Instruction ▸
Can you rewrite every line of the items below, requests included, with each x and y coordinate in the answers shifted up by 48? Leave the pictures out.

Records to use ▸

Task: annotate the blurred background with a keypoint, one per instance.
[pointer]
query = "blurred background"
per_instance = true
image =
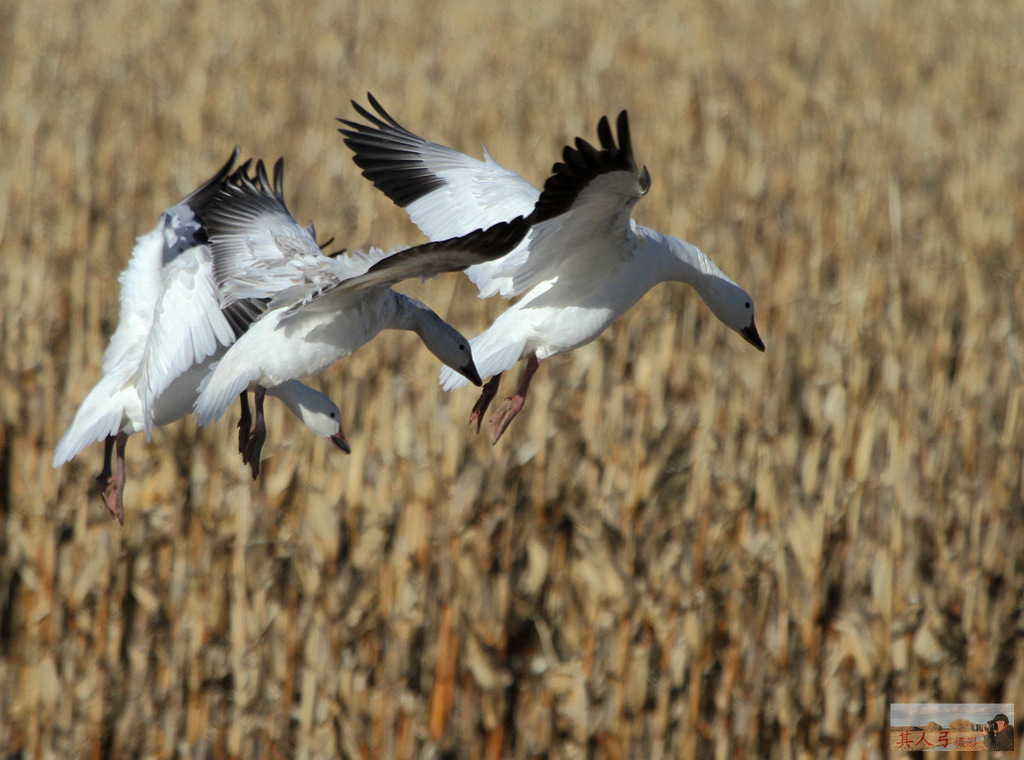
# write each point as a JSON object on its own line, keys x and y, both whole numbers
{"x": 682, "y": 548}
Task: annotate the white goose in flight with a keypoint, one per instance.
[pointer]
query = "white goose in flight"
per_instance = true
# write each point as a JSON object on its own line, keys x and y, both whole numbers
{"x": 321, "y": 308}
{"x": 584, "y": 263}
{"x": 170, "y": 330}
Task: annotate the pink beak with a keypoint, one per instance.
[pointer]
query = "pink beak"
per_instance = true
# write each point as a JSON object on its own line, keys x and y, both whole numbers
{"x": 750, "y": 334}
{"x": 340, "y": 441}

Exercise solution ▸
Task: annotate the blurred background with a keypoint, one per instance.
[pointer]
query = "blurred background"
per_instance = true
image =
# write each point as a JSON object on its own line, keys x and y, both whole numbers
{"x": 730, "y": 596}
Task: annotate the white goose in flight with a keypoint, one per instance.
[pointer]
query = "white goose in flight"
per_instance = true
# write each point as a JSON object on its own line, keys x and y, both whole numbers
{"x": 369, "y": 356}
{"x": 632, "y": 311}
{"x": 218, "y": 378}
Task: annotate the pink beak with a keypoint, one per instance.
[pointer]
query = "pink beak"
per_instance = true
# write each point as a JSON object on its own line, keys x and y, both whole numbers
{"x": 798, "y": 382}
{"x": 388, "y": 489}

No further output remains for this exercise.